*Region segmentation data*
++++++++

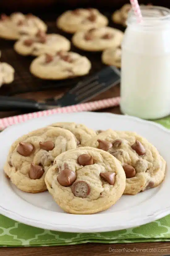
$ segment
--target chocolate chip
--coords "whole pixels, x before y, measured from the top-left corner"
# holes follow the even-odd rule
[[[18,22],[17,25],[18,26],[22,26],[23,24],[23,20],[19,20]]]
[[[73,183],[71,190],[75,196],[85,198],[90,192],[90,187],[85,182],[79,181]]]
[[[23,41],[23,44],[26,46],[31,46],[33,43],[33,40],[31,39],[27,39]]]
[[[63,60],[63,61],[66,61],[67,62],[71,63],[73,62],[73,59],[71,56],[69,55],[62,56],[61,57],[61,59],[62,59],[62,60]]]
[[[93,37],[90,34],[87,34],[84,35],[84,39],[87,41],[89,41],[93,39]]]
[[[135,150],[139,155],[142,155],[146,153],[145,149],[141,142],[137,140],[131,147]]]
[[[100,193],[100,195],[101,197],[103,197],[104,195],[103,195],[103,192],[101,192]]]
[[[75,15],[79,15],[81,12],[81,11],[79,9],[75,9],[72,11],[72,13]]]
[[[132,178],[136,175],[135,169],[131,165],[125,164],[123,166],[123,168],[127,178]]]
[[[122,141],[121,140],[116,140],[112,142],[113,147],[118,148],[121,144]]]
[[[39,29],[38,32],[36,34],[36,36],[38,37],[40,37],[42,36],[44,36],[45,35],[45,34],[44,31],[42,31],[40,29]]]
[[[19,32],[19,34],[20,35],[22,36],[27,35],[28,34],[27,32],[24,32],[24,31],[20,31]]]
[[[87,10],[91,12],[93,12],[95,11],[95,9],[94,8],[87,8]]]
[[[104,131],[103,130],[98,130],[96,131],[96,133],[98,134],[99,133],[101,133],[101,132],[103,132]]]
[[[9,19],[8,17],[5,13],[2,13],[1,15],[1,20],[6,20]]]
[[[102,140],[98,140],[97,141],[99,142],[98,148],[100,149],[102,149],[105,151],[107,151],[112,147],[112,143],[109,141]]]
[[[20,142],[17,148],[18,153],[23,156],[28,156],[34,150],[34,146],[30,143]]]
[[[112,34],[109,34],[109,33],[107,33],[106,34],[105,34],[105,35],[104,35],[101,38],[102,39],[111,39],[111,38],[112,38],[113,37],[113,35]]]
[[[96,18],[97,17],[96,14],[92,13],[90,15],[90,16],[89,16],[88,17],[87,17],[87,19],[90,21],[92,21],[92,22],[93,22],[94,21],[95,21],[95,20],[96,20]]]
[[[45,54],[45,63],[49,63],[51,62],[53,60],[53,57],[52,55],[46,53]]]
[[[47,141],[43,143],[40,142],[39,144],[40,148],[46,150],[47,151],[53,150],[54,147],[54,143],[51,141]]]
[[[26,16],[28,19],[32,18],[34,17],[34,15],[32,13],[28,13],[27,14]]]
[[[96,28],[92,28],[92,29],[90,29],[88,30],[88,33],[91,33],[96,29]]]
[[[34,164],[33,163],[31,164],[29,176],[32,180],[40,179],[44,173],[44,170],[41,166]]]
[[[62,57],[64,55],[65,52],[64,51],[61,50],[61,51],[59,51],[59,52],[57,52],[57,55],[60,57]]]
[[[8,179],[10,180],[10,177],[9,177],[9,176],[8,176],[8,175],[7,175],[6,173],[5,173],[5,177],[6,177],[6,178],[7,178]]]
[[[80,144],[80,141],[79,140],[78,140],[77,139],[77,139],[77,146],[78,146],[78,145],[79,145]]]
[[[77,162],[79,164],[85,166],[93,164],[93,160],[92,157],[87,154],[81,155],[78,157]]]
[[[147,185],[147,186],[146,187],[146,189],[148,189],[149,188],[151,188],[152,187],[153,187],[155,185],[155,183],[154,182],[153,182],[153,181],[150,181],[149,182]]]
[[[74,172],[69,169],[65,169],[58,175],[57,180],[62,186],[68,187],[70,186],[76,179],[76,174]]]
[[[105,181],[108,182],[111,185],[114,185],[115,182],[115,173],[106,172],[105,173],[100,173],[100,176]]]

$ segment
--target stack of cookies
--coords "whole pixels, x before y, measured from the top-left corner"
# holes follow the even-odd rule
[[[91,214],[108,209],[123,194],[158,186],[165,166],[156,149],[134,132],[58,123],[14,142],[4,170],[22,191],[47,190],[65,212]]]

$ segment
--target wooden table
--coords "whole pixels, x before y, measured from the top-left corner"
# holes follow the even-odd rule
[[[56,96],[62,95],[68,89],[63,88],[55,91],[28,93],[17,96],[25,98],[42,100],[45,98],[50,97],[54,94]],[[118,96],[119,93],[119,88],[117,86],[94,98],[93,100]],[[100,111],[121,113],[118,107]],[[21,112],[0,112],[0,118],[20,114]],[[89,243],[65,246],[3,248],[0,249],[1,256],[108,256],[109,255],[116,256],[163,256],[168,254],[170,255],[170,244],[167,242],[117,244]]]

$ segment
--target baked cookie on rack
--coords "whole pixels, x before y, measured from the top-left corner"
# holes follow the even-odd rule
[[[155,147],[135,132],[109,129],[86,146],[107,151],[121,162],[126,177],[124,194],[136,195],[156,187],[164,178],[165,161]]]
[[[4,84],[13,82],[15,72],[14,69],[9,64],[0,62],[0,87]]]
[[[108,209],[121,196],[125,180],[116,158],[88,147],[61,154],[45,177],[55,201],[64,211],[74,214],[91,214]]]
[[[39,18],[20,12],[9,16],[2,14],[0,19],[0,37],[15,40],[23,35],[36,34],[39,30],[46,31],[47,26]]]
[[[58,28],[69,33],[107,26],[108,18],[96,9],[80,8],[67,11],[57,19]]]
[[[112,18],[113,22],[120,24],[124,27],[126,26],[126,20],[129,12],[131,9],[131,5],[126,4],[119,10],[115,11],[112,14]]]
[[[56,123],[50,126],[60,127],[70,131],[75,136],[79,146],[83,146],[87,141],[96,135],[96,132],[92,129],[87,127],[84,124],[75,123]]]
[[[121,45],[115,47],[108,48],[104,51],[102,54],[102,62],[106,65],[115,66],[121,67]]]
[[[31,73],[42,79],[66,79],[88,74],[91,62],[85,56],[71,52],[40,55],[31,64]]]
[[[75,46],[82,50],[100,51],[119,45],[123,35],[121,30],[105,27],[77,32],[73,36],[72,41]]]
[[[65,37],[59,34],[46,34],[40,30],[35,35],[21,37],[14,47],[15,51],[21,55],[38,56],[61,50],[69,51],[70,43]]]
[[[45,191],[47,190],[45,175],[55,158],[77,146],[74,136],[67,130],[52,127],[39,129],[13,143],[4,172],[12,182],[23,191]]]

++++++++

*Exercise goal*
Show each line of the data above that contains the string "target".

*Exercise result*
--target chocolate chip
--target stack of cookies
--target wooden table
--target baked cookie on rack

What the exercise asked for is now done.